- Task statement:
Output everything from the line containing "hair, that would help a great deal." down to the line containing "120), (228, 126)]]" in the records below as a numbered list, omitting blank lines.

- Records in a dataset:
+--
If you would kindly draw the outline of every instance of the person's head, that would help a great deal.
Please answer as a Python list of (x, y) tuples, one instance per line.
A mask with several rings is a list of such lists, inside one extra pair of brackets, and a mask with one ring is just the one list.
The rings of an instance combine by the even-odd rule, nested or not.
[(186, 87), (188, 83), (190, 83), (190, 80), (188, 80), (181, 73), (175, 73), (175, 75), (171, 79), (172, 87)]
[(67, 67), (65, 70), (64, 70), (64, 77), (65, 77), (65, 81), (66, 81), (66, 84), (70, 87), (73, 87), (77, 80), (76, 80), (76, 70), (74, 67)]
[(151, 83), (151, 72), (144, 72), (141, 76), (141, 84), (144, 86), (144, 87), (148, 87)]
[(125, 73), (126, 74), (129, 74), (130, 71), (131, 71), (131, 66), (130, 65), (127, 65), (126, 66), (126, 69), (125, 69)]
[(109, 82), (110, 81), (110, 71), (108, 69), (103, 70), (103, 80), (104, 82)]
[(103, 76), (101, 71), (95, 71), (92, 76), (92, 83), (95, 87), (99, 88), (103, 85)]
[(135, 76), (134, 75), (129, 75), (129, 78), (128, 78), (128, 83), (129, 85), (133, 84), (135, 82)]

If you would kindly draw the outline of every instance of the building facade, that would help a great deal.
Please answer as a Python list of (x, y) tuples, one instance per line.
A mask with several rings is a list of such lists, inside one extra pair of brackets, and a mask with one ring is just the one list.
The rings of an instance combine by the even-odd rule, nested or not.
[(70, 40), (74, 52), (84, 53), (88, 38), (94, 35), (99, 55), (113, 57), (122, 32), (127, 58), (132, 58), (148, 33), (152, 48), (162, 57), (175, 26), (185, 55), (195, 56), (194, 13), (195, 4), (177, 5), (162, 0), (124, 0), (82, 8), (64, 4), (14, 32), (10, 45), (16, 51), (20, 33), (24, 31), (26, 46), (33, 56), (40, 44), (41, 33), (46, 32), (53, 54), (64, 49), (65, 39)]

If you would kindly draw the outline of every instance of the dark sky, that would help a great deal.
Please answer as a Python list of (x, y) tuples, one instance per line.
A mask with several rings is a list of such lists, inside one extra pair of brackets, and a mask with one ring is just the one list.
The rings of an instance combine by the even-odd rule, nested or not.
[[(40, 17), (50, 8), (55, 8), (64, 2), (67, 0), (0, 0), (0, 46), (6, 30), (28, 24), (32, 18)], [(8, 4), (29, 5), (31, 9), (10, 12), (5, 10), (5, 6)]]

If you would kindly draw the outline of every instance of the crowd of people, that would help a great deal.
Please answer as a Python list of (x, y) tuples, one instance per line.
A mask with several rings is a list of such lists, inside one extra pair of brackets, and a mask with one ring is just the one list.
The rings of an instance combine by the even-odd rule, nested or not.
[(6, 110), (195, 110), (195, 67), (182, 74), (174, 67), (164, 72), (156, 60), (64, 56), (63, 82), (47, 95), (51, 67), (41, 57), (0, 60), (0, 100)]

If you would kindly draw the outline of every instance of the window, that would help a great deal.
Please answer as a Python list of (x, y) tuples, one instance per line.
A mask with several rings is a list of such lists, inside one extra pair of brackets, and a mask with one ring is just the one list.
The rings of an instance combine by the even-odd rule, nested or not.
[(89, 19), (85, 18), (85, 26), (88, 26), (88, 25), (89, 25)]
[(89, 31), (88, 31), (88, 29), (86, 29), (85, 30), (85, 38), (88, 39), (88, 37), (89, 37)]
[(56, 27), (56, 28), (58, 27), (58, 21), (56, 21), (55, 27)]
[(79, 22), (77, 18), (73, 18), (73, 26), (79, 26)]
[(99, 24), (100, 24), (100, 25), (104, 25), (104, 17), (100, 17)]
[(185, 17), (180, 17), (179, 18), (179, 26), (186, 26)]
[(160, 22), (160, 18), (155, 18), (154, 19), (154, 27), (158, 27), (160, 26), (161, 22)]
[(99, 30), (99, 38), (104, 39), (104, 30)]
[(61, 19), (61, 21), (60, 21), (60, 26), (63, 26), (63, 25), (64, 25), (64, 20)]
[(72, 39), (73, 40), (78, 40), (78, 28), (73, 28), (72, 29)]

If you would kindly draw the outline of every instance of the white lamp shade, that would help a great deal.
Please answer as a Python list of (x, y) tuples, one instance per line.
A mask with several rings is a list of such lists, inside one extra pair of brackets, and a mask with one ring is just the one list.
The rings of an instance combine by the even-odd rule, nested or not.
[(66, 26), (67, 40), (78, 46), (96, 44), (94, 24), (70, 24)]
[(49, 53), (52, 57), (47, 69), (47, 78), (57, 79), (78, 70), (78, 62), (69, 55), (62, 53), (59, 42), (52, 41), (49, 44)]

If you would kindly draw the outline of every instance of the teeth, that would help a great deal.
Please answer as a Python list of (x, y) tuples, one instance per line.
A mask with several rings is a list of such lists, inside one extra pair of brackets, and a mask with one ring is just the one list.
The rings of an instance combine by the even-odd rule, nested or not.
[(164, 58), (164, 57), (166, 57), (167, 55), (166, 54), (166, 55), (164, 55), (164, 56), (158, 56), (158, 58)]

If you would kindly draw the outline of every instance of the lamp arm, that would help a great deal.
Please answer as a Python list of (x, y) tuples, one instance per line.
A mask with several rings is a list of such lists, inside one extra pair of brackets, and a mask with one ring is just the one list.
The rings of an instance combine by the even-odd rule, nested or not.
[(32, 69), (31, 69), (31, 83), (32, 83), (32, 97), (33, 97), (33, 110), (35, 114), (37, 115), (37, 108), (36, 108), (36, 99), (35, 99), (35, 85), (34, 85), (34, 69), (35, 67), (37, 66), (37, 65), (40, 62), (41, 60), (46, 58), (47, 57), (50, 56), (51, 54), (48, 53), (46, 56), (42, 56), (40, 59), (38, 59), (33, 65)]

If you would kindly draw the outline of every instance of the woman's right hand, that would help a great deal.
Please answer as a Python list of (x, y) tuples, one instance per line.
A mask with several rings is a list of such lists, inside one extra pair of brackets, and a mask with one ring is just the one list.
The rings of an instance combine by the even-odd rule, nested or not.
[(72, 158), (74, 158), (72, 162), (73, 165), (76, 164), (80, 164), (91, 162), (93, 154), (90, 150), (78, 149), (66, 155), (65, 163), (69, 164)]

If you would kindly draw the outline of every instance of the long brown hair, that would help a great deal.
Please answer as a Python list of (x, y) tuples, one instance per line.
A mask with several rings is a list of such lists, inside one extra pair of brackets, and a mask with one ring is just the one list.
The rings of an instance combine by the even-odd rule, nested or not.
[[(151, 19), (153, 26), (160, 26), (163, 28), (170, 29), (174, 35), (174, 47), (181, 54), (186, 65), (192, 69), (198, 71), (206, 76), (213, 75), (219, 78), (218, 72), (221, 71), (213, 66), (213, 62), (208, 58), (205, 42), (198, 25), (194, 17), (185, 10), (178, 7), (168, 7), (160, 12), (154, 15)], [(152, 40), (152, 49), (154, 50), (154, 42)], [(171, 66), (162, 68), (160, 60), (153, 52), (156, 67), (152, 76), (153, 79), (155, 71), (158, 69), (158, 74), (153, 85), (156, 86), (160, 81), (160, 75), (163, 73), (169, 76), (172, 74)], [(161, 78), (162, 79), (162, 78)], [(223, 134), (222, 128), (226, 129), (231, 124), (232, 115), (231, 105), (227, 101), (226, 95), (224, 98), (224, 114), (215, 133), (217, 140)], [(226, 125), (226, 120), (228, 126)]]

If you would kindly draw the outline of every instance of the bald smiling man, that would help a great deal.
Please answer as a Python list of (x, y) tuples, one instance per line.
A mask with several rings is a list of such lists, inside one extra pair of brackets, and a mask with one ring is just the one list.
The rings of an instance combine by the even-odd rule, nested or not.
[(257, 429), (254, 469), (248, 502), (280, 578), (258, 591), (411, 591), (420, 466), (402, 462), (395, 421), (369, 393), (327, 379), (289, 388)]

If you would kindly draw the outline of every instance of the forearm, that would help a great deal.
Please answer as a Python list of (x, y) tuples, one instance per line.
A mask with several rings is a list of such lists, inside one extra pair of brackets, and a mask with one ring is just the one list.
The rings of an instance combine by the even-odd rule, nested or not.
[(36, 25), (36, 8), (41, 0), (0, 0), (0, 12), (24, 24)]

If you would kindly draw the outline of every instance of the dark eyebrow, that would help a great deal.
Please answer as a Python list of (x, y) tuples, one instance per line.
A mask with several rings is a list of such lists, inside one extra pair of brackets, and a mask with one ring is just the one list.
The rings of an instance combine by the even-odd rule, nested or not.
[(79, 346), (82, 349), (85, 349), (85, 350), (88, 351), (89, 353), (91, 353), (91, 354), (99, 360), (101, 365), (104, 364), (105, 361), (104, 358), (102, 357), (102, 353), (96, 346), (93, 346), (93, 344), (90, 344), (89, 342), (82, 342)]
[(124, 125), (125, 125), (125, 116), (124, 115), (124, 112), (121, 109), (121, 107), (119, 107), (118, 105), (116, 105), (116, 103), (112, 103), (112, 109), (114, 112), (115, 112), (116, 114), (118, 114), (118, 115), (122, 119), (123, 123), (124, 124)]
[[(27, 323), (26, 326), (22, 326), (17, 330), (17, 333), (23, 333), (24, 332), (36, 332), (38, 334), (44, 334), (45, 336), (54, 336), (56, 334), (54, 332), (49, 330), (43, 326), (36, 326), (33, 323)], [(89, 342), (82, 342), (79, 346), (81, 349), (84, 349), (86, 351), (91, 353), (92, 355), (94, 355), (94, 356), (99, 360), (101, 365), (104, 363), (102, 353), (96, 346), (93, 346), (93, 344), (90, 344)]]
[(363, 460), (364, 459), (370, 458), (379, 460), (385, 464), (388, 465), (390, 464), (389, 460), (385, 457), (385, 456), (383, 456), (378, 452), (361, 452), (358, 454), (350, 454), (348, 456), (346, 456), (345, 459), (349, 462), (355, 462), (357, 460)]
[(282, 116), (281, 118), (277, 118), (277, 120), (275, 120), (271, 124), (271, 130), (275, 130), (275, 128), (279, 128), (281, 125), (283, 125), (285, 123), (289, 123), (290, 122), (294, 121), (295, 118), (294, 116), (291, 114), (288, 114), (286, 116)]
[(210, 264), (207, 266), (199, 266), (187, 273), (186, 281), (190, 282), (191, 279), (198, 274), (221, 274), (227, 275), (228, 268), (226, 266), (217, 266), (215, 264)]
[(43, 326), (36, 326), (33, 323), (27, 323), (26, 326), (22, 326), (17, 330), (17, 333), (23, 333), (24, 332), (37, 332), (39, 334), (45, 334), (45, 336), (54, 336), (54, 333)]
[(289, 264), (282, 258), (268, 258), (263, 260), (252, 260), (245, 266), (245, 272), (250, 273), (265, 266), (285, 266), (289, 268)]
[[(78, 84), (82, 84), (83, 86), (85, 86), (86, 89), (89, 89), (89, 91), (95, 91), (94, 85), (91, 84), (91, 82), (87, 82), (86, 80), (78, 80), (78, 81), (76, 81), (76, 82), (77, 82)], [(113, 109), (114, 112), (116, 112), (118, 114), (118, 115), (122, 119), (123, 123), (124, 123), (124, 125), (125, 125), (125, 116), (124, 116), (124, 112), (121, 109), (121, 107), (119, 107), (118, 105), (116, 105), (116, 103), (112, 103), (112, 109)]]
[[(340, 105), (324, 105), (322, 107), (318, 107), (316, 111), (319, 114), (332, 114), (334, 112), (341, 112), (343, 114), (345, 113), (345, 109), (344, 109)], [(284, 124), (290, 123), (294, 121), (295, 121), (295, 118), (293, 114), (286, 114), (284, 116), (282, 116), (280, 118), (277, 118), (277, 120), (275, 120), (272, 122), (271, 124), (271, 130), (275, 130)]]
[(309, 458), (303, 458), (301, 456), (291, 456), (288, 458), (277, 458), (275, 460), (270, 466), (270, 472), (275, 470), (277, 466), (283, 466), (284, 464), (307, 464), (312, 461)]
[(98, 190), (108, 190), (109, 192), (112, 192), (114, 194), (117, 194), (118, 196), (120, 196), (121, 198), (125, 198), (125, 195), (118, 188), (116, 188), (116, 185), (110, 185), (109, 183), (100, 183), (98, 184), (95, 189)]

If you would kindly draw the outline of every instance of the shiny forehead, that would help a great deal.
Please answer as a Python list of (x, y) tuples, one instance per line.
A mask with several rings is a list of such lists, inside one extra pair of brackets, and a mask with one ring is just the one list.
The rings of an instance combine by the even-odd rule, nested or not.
+--
- Response to the task:
1. If you would kindly draw the outline of every instance of the long brown hair, that would help a great deal.
2. Please answer as a Python list of (x, y) tuples, one instance per line.
3. A mask with several rings is a list of such lists, inside one extra pair of brackets, and a mask with one ring is just the one list.
4. The rings of an instance combine by the even-odd rule, nested or not.
5. [[(151, 19), (153, 26), (160, 26), (163, 28), (170, 29), (174, 35), (174, 47), (181, 54), (186, 65), (192, 69), (198, 71), (206, 76), (213, 75), (219, 78), (218, 72), (221, 71), (213, 66), (213, 62), (208, 58), (205, 42), (198, 25), (194, 17), (185, 10), (178, 7), (168, 7), (160, 12), (154, 15)], [(152, 40), (152, 49), (154, 50), (154, 42)], [(171, 66), (162, 68), (160, 60), (153, 52), (156, 67), (152, 76), (153, 79), (155, 71), (158, 69), (158, 74), (153, 85), (156, 86), (160, 81), (160, 75), (163, 73), (169, 76), (172, 74)], [(161, 78), (162, 79), (162, 78)], [(223, 134), (222, 128), (226, 129), (231, 124), (232, 115), (231, 105), (227, 101), (226, 95), (224, 98), (224, 114), (215, 133), (217, 140)], [(226, 125), (226, 120), (228, 126)]]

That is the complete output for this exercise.